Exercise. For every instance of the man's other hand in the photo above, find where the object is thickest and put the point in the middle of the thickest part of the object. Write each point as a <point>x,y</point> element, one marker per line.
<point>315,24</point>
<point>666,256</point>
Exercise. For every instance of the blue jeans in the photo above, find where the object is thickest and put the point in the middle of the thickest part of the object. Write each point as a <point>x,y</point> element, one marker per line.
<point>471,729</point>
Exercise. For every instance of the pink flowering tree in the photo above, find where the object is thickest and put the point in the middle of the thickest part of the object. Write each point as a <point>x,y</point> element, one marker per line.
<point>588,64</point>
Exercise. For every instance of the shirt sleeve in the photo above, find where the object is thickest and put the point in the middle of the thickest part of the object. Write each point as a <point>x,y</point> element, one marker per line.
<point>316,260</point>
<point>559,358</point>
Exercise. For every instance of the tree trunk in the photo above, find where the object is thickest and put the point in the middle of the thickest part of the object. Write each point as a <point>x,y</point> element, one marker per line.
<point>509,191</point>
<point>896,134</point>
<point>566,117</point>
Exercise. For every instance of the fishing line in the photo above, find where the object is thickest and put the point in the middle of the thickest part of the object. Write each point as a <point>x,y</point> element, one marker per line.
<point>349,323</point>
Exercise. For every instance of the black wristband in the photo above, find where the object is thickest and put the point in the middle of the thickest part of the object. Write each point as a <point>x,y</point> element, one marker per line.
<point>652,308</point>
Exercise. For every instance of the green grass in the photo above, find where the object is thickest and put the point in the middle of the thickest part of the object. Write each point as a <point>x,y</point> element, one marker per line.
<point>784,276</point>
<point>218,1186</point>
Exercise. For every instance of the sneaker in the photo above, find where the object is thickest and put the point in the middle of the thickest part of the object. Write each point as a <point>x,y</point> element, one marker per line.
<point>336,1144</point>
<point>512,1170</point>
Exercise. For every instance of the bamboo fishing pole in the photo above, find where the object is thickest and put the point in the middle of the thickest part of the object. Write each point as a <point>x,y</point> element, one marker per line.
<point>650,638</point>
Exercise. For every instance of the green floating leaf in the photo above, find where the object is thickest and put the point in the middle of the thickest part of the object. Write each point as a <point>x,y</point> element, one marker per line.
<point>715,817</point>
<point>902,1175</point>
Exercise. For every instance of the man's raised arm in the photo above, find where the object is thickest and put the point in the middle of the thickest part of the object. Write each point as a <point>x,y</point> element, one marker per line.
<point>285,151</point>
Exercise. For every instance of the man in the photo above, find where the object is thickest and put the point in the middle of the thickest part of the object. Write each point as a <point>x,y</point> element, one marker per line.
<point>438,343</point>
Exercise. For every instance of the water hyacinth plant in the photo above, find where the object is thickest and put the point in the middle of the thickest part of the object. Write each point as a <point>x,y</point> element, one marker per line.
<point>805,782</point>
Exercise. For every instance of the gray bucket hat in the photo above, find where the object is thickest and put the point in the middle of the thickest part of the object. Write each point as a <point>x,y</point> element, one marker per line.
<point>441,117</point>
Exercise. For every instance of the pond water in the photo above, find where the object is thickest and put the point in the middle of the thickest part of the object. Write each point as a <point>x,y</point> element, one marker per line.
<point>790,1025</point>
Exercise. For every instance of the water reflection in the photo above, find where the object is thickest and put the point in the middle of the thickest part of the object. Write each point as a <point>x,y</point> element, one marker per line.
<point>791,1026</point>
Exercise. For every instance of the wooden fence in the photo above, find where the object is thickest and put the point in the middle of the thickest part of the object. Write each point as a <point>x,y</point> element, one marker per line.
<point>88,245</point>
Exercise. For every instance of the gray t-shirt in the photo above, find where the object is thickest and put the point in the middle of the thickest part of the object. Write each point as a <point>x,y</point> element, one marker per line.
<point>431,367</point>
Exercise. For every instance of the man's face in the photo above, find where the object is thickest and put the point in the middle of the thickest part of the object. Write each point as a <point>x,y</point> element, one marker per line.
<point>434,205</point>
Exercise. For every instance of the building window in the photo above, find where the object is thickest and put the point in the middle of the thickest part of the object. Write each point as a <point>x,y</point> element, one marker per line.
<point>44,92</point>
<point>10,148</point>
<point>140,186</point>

------------------------------------

- What is expected -
Could you reproduce all the records exactly?

- Finished exercise -
Exercise. For every instance of the man's other hand in the photo above, find where the object is thickest and put the point in the middle of the thickest part of the object. Write each point as a <point>x,y</point> element, one marker per line.
<point>315,24</point>
<point>666,256</point>
Exercise. For every instance of the blue jeans in the photo above, find where the object is thickest and put the point in the middle of the thickest part of the object. Write each point as a <point>x,y</point> element, one marker per line.
<point>471,729</point>
Exercise. For every instance of the pink flowering tree in the photo above, find where the object is thickest and put the point in the middle of the thickest part of the object. Write each point as a <point>x,y</point> element, one marker per line.
<point>588,64</point>
Exercise. For every instance of the shirt sleeve in the photo above, find where the object is thickest and put the point in the middle of the thickest part of the object. Write each point as a <point>x,y</point> element, one marker per line.
<point>316,260</point>
<point>559,358</point>
Exercise. For every instance of the tree trunk in the photo above, find where the object is thickest and put the point in the middle of the thickest part of the object. Write each point as a <point>x,y</point> element, one marker per line.
<point>509,191</point>
<point>896,134</point>
<point>566,117</point>
Exercise. For every instance of the fishing line in the photo above, find where the object is thickest and put the point in the middle of the thickest part of the object. Write each point as a <point>x,y</point> element, one marker per line.
<point>349,323</point>
Exercise. For every instance of the black wristband in the photo above, find where the object is thickest and put the point in the middle of the thickest part of the object. Write each point as a <point>x,y</point> element, one marker per line.
<point>652,308</point>
Exercise. For every instance of the green grass in the photo above, find where the object is thickest and put the point in the middle of the thickest part of the object. Write each point as a <point>x,y</point> element, one marker per line.
<point>784,276</point>
<point>218,1186</point>
Exercise. For every instance of the sneaker in the photo above, find where the object is thickest and put the point in the middle of the thickest part of the object. Write each point as a <point>x,y</point> element, one marker per line.
<point>336,1144</point>
<point>512,1170</point>
Exercise. For every instance of the bamboo fishing pole in the photo above, find where the object is thickest and put the point in the middle of the thickest part of the object. Write each point as a <point>x,y</point> element, one marker per line.
<point>650,638</point>
Exercise. For every instance of the green floating leaf in the photo above, find where the object is thickest and put the point in the middle of the thickest part of the object. Write each point as a <point>x,y</point> element, one marker per line.
<point>715,817</point>
<point>902,1175</point>
Exercise. For every instance of the man's raised arm in the photo above, find where the object is thickest and put the point in the middle of the thickest part of the object. Write each point as a <point>x,y</point> element, one marker per line.
<point>285,151</point>
Exercise. For every instance of the man in the photo above, find where the object is thickest and put the point in the middle of the thickest part of the object. Write each point as a <point>x,y</point> element, one marker per line.
<point>438,343</point>
Exercise. For every instance of the water hyacinth plant in the photo above, find where the object is thickest and put the point in the middle of the thickest part of the object. Write each point as a <point>x,y</point> element, one marker per line.
<point>805,782</point>
Exercise. For every instance of the gray bucket hat in the photo above, find where the object is thickest and put the point in the middle of the thickest part of the object. Write each point as a <point>x,y</point> element, one marker per line.
<point>441,117</point>
Exercise. For every instance of the pond water in the photo above, find where the object is thickest and put the point in the middle of the thickest part of the object. Write each point as a <point>x,y</point> element, one marker per line.
<point>790,1025</point>
Exercise. For every instance of the water reflection in the photo above, find where the object is thickest and put the point in the middle of the thickest part of the object. Write each point as a <point>x,y</point> element, one marker per line.
<point>791,1026</point>
Exercise. For every instance of the wooden fence in the photo above, find where the object is thickest and put the point in the middle of the thickest part of the object. Write each point as a <point>x,y</point> element, one marker per line.
<point>88,245</point>
Exercise. For every instance of the gray t-shirt in the photo above, find where the object is thickest and put the point in the middle of the thickest part of the object. Write each point as a <point>x,y</point> element, one marker per line.
<point>431,367</point>
Exercise. For every instance of the man's face in the photo above, find where the object is thickest and put the point in the middle of the thickest part of the object. Write each point as a <point>x,y</point> element, one marker per line.
<point>434,205</point>
Exercise. For every instance of the building window in the photo above, find where the object is thickest and put the point in the middle of the thickest part of the object. Write each point as a <point>x,y</point> element, one marker per line.
<point>44,92</point>
<point>10,148</point>
<point>140,186</point>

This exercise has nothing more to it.